Thursday, December 25, 2008

The Immortal Soul

Well, it's Christmas Day and I have lived to see it. After Christmas, I have fourteen weeks of radiation to get through, so I still have my hands full.

I have been contemplating the existance of the soul. Of course I would. I have of course been watching True Blood On Demand and now on tape. I keep thinking about the soul as it applies to others and I think it is because if I can prove the existance of the soul in other beings, even if they are mythological, then I can confirm that I have a soul, even in this wasted body.

Anyhow, let's chat.

I remember once that I heard a preacher say that humans were the only living things with a soul. He said it was because we are the only creatures who were aware of God and other living creatures and we had a capacity for love. I go with that to a point.

I read that one Saint or another wrote that humans have a soul because we can dream of God and through our dreams be more open to His consciousness. But I have seen animals dream. My cat, the irrepressable Ishee, as wicked as he is, dreams and seems to appreciate it if I wake him from a dream in which he snuffles and cries and runs. So, does that mean my cat has a soul?

If Ishee has a soul, though he is innocent of the Great Sin of Adam, does he get to go to heaven? I hope so. He might try to bite and angel or two, but he is nice in a befuddled sort of autistic way.

If dreaming is evidence of the soul, does Bill have a soul? You remember Bill? Bill Compton, my fictional Vampire with a heart of gold? Bill dreams, does that mean he has a soul? I would like to think if there were Vampires in the world that they too might have souls, though I doubt Malcolm, Liam and Diane still dream. I doubt Eric dreams. In the book, Bill doesn't dream...in fact he has no sentient consciousness when he goes to rest...Bill simply dies. But on the show, Bill sleeps, more in the way of humans, he even has a couple of books with him under the floorboards of his house so he can read himself back to sleep if he is wakeful. And Bill dreams. He dreamed of Sookie when her gran died. So does Bill have a soul?

- Stored data -
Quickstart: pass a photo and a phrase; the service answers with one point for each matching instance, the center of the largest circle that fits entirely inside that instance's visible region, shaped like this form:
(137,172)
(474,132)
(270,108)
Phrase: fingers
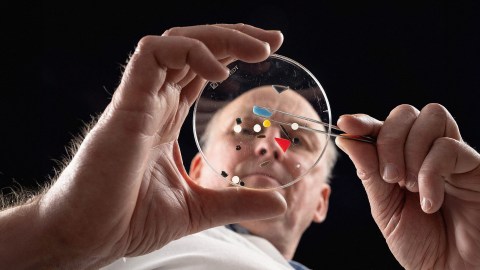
(391,142)
(233,40)
(182,53)
(411,145)
(445,165)
(233,205)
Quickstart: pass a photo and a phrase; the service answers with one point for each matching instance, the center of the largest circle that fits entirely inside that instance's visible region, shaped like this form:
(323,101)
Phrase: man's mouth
(261,180)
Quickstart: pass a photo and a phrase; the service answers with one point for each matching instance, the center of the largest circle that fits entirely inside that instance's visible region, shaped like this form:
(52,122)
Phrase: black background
(61,62)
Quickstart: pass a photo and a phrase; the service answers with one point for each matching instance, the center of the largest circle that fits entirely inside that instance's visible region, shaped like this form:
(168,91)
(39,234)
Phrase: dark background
(61,62)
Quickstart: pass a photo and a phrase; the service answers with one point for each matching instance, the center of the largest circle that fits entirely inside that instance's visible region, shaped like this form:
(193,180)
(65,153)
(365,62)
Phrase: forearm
(27,242)
(23,242)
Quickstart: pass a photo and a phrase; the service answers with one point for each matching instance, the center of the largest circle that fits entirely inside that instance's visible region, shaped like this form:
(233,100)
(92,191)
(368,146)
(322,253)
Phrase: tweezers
(266,112)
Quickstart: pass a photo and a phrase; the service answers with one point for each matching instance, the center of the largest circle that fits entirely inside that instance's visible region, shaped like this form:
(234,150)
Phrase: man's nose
(267,147)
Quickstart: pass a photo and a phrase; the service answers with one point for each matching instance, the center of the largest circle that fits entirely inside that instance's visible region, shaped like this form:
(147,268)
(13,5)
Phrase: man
(262,244)
(126,193)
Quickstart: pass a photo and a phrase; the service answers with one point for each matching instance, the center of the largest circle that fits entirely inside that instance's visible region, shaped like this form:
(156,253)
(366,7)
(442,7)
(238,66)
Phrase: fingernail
(390,172)
(339,143)
(411,180)
(361,174)
(426,204)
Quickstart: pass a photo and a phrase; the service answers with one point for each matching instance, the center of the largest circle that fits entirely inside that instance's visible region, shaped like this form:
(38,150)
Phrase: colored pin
(260,111)
(283,143)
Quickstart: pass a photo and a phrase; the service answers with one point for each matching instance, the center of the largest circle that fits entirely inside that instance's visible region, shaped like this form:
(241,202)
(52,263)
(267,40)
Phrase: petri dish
(265,127)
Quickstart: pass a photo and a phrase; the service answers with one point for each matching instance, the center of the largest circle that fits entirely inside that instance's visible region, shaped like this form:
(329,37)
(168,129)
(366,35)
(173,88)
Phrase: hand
(126,191)
(423,185)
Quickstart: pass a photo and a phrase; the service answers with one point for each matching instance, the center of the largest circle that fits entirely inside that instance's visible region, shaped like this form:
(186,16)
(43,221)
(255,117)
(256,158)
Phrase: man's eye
(248,131)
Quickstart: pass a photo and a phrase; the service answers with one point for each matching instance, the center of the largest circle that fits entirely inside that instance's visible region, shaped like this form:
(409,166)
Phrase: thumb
(232,204)
(237,204)
(365,159)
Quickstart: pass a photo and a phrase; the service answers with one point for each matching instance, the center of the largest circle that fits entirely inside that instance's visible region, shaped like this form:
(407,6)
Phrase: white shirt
(216,248)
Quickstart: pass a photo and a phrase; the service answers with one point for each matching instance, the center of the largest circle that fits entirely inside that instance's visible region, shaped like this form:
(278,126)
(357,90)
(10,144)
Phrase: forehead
(266,96)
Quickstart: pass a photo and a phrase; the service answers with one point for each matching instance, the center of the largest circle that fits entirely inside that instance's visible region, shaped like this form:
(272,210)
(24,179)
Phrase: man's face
(259,160)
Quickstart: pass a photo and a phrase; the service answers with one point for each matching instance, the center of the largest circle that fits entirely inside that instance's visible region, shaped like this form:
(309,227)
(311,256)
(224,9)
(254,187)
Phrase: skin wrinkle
(394,221)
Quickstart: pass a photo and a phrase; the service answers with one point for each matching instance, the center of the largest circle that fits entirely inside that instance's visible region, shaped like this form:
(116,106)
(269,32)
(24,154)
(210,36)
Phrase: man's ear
(196,167)
(322,207)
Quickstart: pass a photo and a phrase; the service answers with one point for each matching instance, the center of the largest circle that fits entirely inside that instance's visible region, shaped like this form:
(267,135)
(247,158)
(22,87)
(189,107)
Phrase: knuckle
(145,42)
(174,31)
(436,110)
(390,139)
(445,143)
(406,110)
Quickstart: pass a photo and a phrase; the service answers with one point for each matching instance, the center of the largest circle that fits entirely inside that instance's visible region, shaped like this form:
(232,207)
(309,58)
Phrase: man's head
(307,199)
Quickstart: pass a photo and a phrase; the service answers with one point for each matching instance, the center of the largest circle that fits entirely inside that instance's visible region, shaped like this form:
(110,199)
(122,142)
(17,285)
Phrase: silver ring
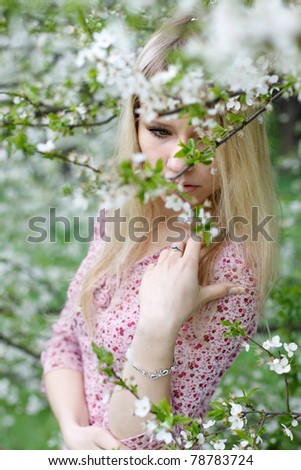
(176,248)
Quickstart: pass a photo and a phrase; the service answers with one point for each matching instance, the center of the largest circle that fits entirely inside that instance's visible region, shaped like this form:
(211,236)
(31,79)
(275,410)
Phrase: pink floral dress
(200,362)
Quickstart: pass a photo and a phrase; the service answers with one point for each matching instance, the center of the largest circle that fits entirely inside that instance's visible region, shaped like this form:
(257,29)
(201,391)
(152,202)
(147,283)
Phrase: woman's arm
(65,391)
(169,295)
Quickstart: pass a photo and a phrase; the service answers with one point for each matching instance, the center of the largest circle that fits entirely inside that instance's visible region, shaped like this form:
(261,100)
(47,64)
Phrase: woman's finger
(192,250)
(177,249)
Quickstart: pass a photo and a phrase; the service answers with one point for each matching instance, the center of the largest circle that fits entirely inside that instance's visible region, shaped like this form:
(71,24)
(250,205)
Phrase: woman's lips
(189,188)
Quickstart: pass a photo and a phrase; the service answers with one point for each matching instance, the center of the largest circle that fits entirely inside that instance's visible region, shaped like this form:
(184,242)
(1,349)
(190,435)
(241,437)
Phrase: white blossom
(142,407)
(236,409)
(47,147)
(219,444)
(287,432)
(209,424)
(236,423)
(290,348)
(138,158)
(274,343)
(173,202)
(280,366)
(201,439)
(163,435)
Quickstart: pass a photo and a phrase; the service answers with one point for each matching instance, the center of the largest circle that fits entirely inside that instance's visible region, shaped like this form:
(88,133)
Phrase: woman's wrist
(152,350)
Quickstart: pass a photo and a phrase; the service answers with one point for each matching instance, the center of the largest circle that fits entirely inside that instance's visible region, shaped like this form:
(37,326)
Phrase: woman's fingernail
(237,290)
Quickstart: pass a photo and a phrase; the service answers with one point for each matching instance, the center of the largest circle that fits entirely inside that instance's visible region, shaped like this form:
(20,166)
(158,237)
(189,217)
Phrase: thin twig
(230,134)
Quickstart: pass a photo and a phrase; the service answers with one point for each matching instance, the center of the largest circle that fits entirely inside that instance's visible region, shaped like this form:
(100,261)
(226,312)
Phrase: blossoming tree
(66,68)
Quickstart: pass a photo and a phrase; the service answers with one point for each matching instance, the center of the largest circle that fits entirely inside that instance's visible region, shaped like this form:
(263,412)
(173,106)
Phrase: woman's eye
(158,132)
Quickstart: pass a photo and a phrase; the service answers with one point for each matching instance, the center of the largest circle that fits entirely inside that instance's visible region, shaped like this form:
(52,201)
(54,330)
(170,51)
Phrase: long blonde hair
(245,177)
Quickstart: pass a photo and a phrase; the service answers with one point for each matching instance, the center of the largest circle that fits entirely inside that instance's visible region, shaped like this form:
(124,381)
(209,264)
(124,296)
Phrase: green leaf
(103,356)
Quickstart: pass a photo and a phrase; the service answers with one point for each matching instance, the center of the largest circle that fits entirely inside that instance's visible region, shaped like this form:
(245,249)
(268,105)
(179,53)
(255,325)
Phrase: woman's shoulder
(231,262)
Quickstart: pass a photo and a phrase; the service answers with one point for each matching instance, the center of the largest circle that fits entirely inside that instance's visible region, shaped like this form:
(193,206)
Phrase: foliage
(61,92)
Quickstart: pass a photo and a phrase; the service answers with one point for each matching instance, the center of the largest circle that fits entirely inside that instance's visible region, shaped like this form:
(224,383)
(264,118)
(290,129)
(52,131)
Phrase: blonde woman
(162,299)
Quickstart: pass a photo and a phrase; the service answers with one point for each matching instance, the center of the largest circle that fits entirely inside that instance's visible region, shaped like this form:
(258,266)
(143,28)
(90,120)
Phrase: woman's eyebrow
(159,123)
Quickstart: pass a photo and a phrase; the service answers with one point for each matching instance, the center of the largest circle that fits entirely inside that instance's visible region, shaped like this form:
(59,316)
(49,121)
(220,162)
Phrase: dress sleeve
(62,350)
(218,351)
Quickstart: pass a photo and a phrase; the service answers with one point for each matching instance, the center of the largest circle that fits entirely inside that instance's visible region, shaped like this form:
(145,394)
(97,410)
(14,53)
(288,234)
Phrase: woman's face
(160,138)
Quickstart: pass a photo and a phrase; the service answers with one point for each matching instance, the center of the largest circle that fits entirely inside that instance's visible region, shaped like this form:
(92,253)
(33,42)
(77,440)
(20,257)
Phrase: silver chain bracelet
(152,375)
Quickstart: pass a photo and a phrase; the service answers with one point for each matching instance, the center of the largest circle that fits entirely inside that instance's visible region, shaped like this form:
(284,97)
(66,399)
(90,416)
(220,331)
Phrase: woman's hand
(170,292)
(90,438)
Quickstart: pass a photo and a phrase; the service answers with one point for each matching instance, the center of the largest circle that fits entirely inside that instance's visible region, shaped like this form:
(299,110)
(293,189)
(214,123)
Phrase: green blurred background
(35,276)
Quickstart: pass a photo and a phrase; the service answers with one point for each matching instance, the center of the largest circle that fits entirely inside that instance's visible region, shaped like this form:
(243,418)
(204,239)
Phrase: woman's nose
(175,164)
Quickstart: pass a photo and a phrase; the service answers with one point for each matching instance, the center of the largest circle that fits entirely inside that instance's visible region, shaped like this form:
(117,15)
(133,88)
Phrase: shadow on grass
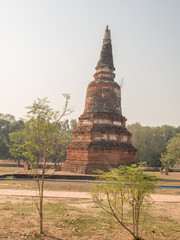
(52,237)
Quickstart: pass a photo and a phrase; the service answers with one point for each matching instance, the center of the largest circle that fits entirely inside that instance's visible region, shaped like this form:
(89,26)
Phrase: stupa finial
(106,58)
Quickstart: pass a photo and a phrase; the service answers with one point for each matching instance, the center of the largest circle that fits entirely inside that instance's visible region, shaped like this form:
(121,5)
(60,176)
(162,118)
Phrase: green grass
(82,219)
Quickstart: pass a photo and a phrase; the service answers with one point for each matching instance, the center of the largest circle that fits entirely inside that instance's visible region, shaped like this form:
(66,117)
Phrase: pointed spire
(106,58)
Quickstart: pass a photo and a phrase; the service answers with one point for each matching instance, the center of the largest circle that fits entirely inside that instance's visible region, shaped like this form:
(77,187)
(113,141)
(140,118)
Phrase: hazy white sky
(50,47)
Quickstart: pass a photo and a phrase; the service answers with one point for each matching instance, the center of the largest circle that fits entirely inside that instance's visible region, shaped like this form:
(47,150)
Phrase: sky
(51,47)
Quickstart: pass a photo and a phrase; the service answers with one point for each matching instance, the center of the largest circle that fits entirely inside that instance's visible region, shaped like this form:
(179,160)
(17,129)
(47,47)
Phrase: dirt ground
(70,213)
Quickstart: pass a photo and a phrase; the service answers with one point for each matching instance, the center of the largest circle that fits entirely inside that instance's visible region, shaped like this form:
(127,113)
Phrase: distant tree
(43,130)
(17,145)
(4,138)
(172,154)
(151,142)
(124,191)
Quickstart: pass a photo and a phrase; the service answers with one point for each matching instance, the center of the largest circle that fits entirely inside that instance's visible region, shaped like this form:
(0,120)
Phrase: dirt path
(58,194)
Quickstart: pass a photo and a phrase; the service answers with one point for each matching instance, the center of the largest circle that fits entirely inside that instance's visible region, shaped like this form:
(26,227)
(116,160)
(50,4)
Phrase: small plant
(123,191)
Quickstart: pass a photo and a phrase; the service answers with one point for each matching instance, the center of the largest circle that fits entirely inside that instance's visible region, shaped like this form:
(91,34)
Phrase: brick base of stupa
(97,155)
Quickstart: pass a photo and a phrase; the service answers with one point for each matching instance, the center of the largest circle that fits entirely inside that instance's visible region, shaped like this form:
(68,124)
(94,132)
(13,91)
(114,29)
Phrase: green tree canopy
(172,154)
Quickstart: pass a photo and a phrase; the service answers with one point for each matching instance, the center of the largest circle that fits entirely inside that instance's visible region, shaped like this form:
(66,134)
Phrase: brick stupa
(101,140)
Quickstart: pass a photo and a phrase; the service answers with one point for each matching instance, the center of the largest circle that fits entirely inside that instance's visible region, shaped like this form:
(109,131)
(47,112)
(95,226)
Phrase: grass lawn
(80,219)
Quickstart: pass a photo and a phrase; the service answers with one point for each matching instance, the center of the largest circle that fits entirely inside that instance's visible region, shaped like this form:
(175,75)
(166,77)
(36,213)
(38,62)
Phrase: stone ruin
(101,140)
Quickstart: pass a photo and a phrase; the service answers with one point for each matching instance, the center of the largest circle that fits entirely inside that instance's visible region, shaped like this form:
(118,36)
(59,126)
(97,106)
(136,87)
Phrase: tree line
(14,134)
(151,142)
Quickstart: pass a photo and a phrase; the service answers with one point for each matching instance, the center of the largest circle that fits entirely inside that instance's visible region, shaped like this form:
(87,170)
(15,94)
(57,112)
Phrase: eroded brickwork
(101,140)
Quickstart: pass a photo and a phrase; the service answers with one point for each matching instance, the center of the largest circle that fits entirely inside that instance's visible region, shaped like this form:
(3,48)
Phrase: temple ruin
(101,140)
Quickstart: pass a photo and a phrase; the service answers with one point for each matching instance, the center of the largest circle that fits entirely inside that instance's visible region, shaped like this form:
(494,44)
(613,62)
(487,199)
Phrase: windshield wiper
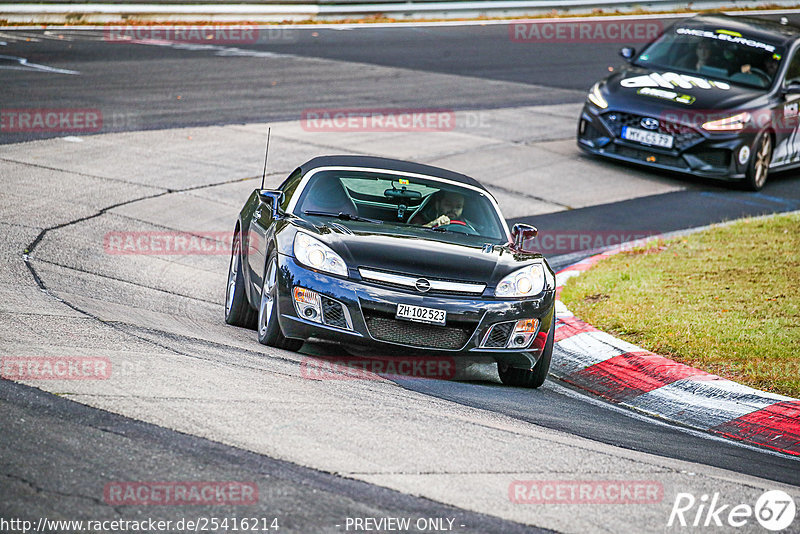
(343,216)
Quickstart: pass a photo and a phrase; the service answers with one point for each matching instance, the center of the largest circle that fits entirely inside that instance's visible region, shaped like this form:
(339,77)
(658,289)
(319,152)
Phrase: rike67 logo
(774,510)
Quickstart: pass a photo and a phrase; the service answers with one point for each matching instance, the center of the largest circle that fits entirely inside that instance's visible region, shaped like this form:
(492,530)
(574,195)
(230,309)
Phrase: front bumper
(370,309)
(700,154)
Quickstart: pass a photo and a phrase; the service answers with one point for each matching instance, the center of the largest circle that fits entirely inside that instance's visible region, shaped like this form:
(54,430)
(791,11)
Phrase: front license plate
(420,314)
(647,138)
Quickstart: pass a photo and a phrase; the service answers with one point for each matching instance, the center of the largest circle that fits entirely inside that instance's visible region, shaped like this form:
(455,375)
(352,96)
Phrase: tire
(533,378)
(238,311)
(758,167)
(269,330)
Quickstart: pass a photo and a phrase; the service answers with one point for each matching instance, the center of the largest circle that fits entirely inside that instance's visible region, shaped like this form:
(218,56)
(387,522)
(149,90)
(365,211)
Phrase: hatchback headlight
(314,253)
(596,98)
(728,124)
(525,282)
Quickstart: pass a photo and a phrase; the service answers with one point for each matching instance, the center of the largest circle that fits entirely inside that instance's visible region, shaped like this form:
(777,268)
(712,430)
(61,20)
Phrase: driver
(448,205)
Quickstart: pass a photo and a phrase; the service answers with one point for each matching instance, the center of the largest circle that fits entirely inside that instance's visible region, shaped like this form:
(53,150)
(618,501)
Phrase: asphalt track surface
(463,68)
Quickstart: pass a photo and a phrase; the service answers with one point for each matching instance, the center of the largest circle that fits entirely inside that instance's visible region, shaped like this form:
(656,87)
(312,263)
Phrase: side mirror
(627,52)
(792,89)
(272,198)
(521,233)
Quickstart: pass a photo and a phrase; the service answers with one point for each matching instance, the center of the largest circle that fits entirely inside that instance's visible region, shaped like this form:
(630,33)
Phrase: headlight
(317,255)
(728,124)
(525,282)
(596,98)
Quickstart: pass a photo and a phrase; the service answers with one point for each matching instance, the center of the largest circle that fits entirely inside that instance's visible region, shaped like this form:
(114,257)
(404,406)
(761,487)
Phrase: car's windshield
(401,200)
(718,54)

- Exercise prompt -
Continue the Christmas Day post on the immortal soul from its last sentence, in the same voice.

- Reply to the task -
If Vampires can have the ability to dream, then can they pray? Bill certainly seemed to pray when he discovered that Sookie was fine, sleeping with Prince Valium. If he prays, does God listen to his Vampire's prayers? Is being a Vampire a curse? Bill says "We Vampires are not minions of the devil, we can stand before a cross or a Bible or in a Church," Bill, of course does not live like other Vampires, he doesn't nest, he doesn't make until he was forced to, and he seems to try to be both Vampire and human. But can he? Does he have to have a soul to do that? He says "I am not human," But if humanity is defined by the soul and dreaming evidence of the soul, isn't he, on some level, human? And therefore possess a soul? If not human, then some Other? Because I feel very Other right now. All of my hair is gone. I am so white I seem to be without pigment. My eyes are hollows and large and glassy. My lips are obscenely pink. I weigh in at 89 pounds where once I was...well...considerably larger (size 18). I went to Walmart, the first place I had been since I got sick. I had on a hooded cape one of my circle sisters made for me with celtic knots embroidered on it. I was in a wheel chair. It was very early in the morning, so I could enjoy the store without a lot of people staring at me, but the few people who were there saw me and I could hear them whispering "She looks like an alien," "She looks like a Vampire," One even said "Fuckin' Halloween is over, Vampira" And it didn't help when I fell out at home and had to have a blood transfusion. Well, at least it's Vampire Bill's favorite type O-.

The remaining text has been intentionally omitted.